#### Task prompt
Reproduce the data in full, exactly as given, leaving images out.

(Extracted data entries)

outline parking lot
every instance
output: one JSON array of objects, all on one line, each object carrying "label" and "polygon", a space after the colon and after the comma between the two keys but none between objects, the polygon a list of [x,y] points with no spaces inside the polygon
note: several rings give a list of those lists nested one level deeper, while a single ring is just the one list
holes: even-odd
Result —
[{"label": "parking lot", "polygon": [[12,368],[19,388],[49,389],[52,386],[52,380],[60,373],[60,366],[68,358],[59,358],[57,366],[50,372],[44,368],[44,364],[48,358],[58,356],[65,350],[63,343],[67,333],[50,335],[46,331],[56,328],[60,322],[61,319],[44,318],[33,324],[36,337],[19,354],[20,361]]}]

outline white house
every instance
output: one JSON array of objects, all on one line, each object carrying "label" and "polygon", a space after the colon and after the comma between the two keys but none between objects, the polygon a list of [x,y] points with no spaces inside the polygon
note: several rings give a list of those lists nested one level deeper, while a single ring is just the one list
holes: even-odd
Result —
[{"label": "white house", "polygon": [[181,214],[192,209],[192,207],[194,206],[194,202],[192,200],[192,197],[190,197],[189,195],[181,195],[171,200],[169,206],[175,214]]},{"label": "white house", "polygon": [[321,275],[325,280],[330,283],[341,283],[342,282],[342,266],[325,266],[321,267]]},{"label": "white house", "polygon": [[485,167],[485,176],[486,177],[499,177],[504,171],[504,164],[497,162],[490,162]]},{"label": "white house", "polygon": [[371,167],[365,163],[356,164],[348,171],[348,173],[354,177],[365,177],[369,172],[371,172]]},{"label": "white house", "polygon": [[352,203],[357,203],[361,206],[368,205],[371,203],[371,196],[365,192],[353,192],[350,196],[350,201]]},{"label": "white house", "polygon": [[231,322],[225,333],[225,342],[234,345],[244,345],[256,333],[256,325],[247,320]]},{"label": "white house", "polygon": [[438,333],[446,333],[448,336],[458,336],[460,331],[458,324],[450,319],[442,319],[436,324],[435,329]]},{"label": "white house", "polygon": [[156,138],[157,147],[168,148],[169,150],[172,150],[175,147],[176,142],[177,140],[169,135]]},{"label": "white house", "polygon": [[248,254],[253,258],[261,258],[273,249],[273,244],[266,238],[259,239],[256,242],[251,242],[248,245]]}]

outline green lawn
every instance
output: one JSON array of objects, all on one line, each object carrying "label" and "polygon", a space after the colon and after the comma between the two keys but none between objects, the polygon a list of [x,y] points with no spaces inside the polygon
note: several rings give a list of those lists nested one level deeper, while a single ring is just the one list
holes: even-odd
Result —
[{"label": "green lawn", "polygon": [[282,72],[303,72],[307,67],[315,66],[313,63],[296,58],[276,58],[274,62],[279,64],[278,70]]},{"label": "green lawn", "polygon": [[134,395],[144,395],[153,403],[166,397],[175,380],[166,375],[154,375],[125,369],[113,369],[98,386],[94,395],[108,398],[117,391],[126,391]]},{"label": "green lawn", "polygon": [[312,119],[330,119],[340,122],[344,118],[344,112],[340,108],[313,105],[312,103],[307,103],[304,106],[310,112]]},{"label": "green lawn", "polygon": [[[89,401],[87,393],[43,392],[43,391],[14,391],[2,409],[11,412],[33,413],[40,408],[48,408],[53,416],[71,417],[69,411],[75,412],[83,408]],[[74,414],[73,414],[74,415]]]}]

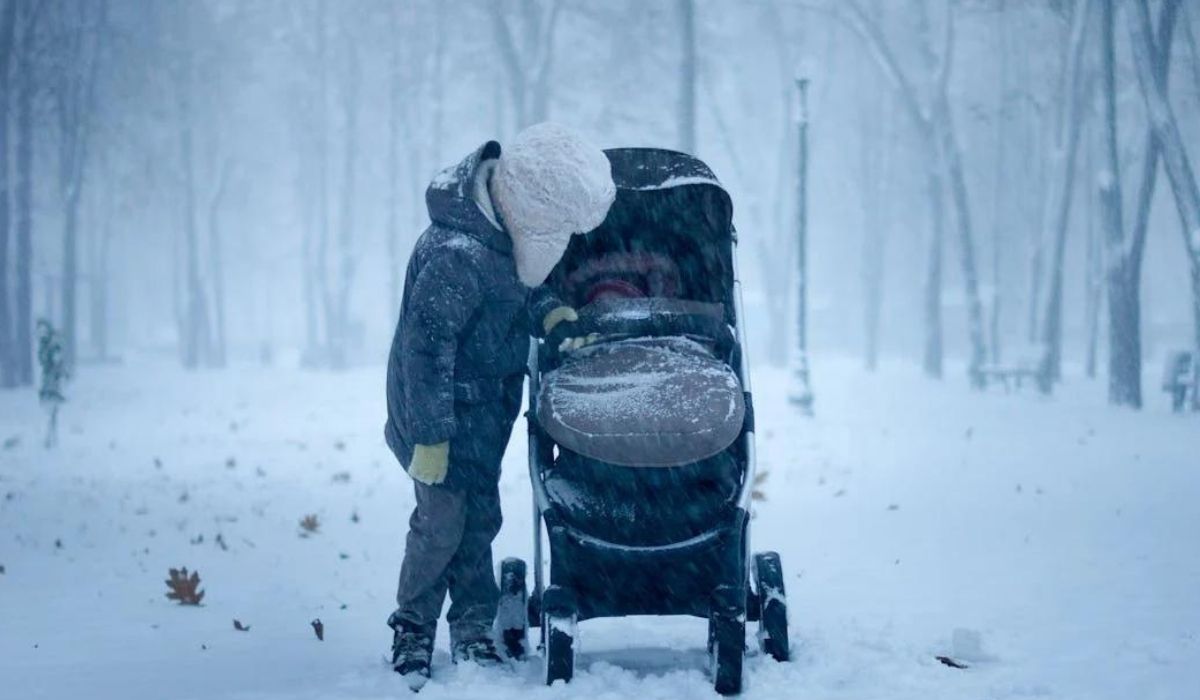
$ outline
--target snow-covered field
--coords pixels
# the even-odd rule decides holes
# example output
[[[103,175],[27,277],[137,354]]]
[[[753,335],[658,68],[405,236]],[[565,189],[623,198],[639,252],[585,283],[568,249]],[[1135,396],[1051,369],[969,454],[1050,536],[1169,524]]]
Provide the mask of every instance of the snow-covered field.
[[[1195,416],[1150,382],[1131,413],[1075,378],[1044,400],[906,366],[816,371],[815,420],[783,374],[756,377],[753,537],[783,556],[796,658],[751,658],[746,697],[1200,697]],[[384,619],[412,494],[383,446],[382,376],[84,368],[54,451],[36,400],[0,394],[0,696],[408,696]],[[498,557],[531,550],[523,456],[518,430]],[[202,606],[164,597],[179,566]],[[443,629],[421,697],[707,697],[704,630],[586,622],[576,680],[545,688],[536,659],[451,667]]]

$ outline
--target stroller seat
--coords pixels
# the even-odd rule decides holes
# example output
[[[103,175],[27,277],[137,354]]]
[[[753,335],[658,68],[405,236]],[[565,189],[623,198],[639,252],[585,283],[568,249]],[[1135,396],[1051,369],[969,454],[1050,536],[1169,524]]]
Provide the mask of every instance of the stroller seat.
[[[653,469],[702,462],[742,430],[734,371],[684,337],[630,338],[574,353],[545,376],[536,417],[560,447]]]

#### Answer to this problem
outline parking lot
every instance
output: one JSON array of objects, all on one line, each object carrying "label" and "polygon", a space after the colon and after the comma between the two keys but none between objects, the polygon a list of [x,y] points with no spaces inside the polygon
note: several rings give a list of those lists nested one level deeper, while a single ring is just the one list
holes: even-odd
Result —
[{"label": "parking lot", "polygon": [[12,368],[19,388],[49,389],[52,386],[52,380],[60,373],[60,366],[68,358],[59,358],[57,366],[50,372],[44,368],[44,364],[48,358],[58,356],[65,350],[63,343],[67,333],[50,335],[46,331],[56,328],[60,322],[61,319],[44,318],[33,324],[36,337],[19,354],[20,361]]}]

outline white house
every instance
output: one JSON array of objects, all on one line, each object carrying "label" and "polygon", a space after the colon and after the comma between the two keys but none between objects, the polygon a list of [x,y] points with no spaces inside the polygon
note: several rings give a list of those lists nested one level deeper, while a single ring is just the one list
holes: even-odd
Result —
[{"label": "white house", "polygon": [[181,214],[192,209],[192,207],[194,206],[194,202],[192,200],[192,197],[190,197],[189,195],[181,195],[171,200],[169,206],[175,214]]},{"label": "white house", "polygon": [[321,275],[325,280],[330,283],[341,283],[342,282],[342,266],[325,266],[321,267]]},{"label": "white house", "polygon": [[485,167],[485,176],[486,177],[499,177],[504,171],[504,164],[497,162],[490,162]]},{"label": "white house", "polygon": [[371,167],[365,163],[356,164],[348,171],[348,173],[354,177],[365,177],[369,172],[371,172]]},{"label": "white house", "polygon": [[352,203],[357,203],[361,206],[368,205],[371,203],[371,196],[365,192],[353,192],[350,196],[350,201]]},{"label": "white house", "polygon": [[231,322],[225,333],[225,342],[234,345],[244,345],[256,333],[256,325],[247,320]]},{"label": "white house", "polygon": [[438,333],[446,333],[448,336],[458,336],[460,331],[458,324],[450,319],[442,319],[436,324],[435,329]]},{"label": "white house", "polygon": [[156,138],[157,147],[168,148],[169,150],[172,150],[175,147],[176,142],[177,140],[169,135]]},{"label": "white house", "polygon": [[248,254],[253,258],[261,258],[273,249],[273,244],[266,238],[259,239],[256,242],[251,242],[248,245]]}]

outline green lawn
every instance
output: one JSON array of objects, all on one line, each object carrying "label" and "polygon", a space after the colon and after the comma between the two keys but none between objects, the polygon a list of [x,y] points with no spaces inside the polygon
note: several rings give a list of those lists nested one level deeper, while a single ring is just the one list
holes: even-odd
Result —
[{"label": "green lawn", "polygon": [[282,72],[303,72],[307,67],[315,66],[313,63],[296,58],[276,58],[274,62],[279,64],[278,70]]},{"label": "green lawn", "polygon": [[134,395],[144,395],[153,403],[166,397],[175,380],[166,375],[154,375],[125,369],[113,369],[98,386],[94,395],[108,398],[117,391],[126,391]]},{"label": "green lawn", "polygon": [[312,119],[330,119],[340,122],[344,118],[344,112],[340,108],[313,105],[312,103],[307,103],[304,106],[310,112]]},{"label": "green lawn", "polygon": [[[89,401],[87,393],[43,392],[43,391],[14,391],[2,409],[11,412],[33,413],[40,408],[48,408],[53,416],[71,417],[69,411],[75,412],[83,408]],[[74,414],[73,414],[74,415]]]}]

$ outline
--target snow-covered field
--coords pixels
# the even-odd rule decides holes
# example output
[[[103,175],[27,277],[137,354]]]
[[[753,335],[658,68],[405,236]],[[565,189],[623,198],[639,252],[585,283],[568,249]],[[1135,396],[1051,369],[969,454],[1050,536],[1169,524]]]
Provide the mask of every instance of the snow-covered field.
[[[1195,416],[1150,382],[1131,413],[1075,378],[1044,400],[906,366],[816,371],[815,420],[783,374],[756,377],[753,537],[783,556],[796,658],[751,658],[746,697],[1200,697]],[[384,619],[412,494],[383,446],[382,376],[84,368],[54,451],[36,400],[0,394],[0,696],[408,696]],[[498,557],[531,550],[523,456],[518,430]],[[202,606],[164,597],[179,566]],[[443,629],[421,697],[707,697],[704,630],[586,622],[576,680],[545,688],[536,659],[451,667]]]

$ outline
--target stroller seat
--coords pixels
# the even-odd rule decides holes
# example output
[[[103,175],[27,277],[137,354]]]
[[[753,335],[658,68],[405,236]],[[565,189],[623,198],[639,252],[585,283],[568,249]],[[1135,396],[1051,369],[969,454],[1050,536],[1169,524]]]
Provide the mask of every instance of the stroller seat.
[[[653,469],[702,462],[742,430],[734,371],[684,337],[630,338],[574,353],[545,376],[536,417],[560,447]]]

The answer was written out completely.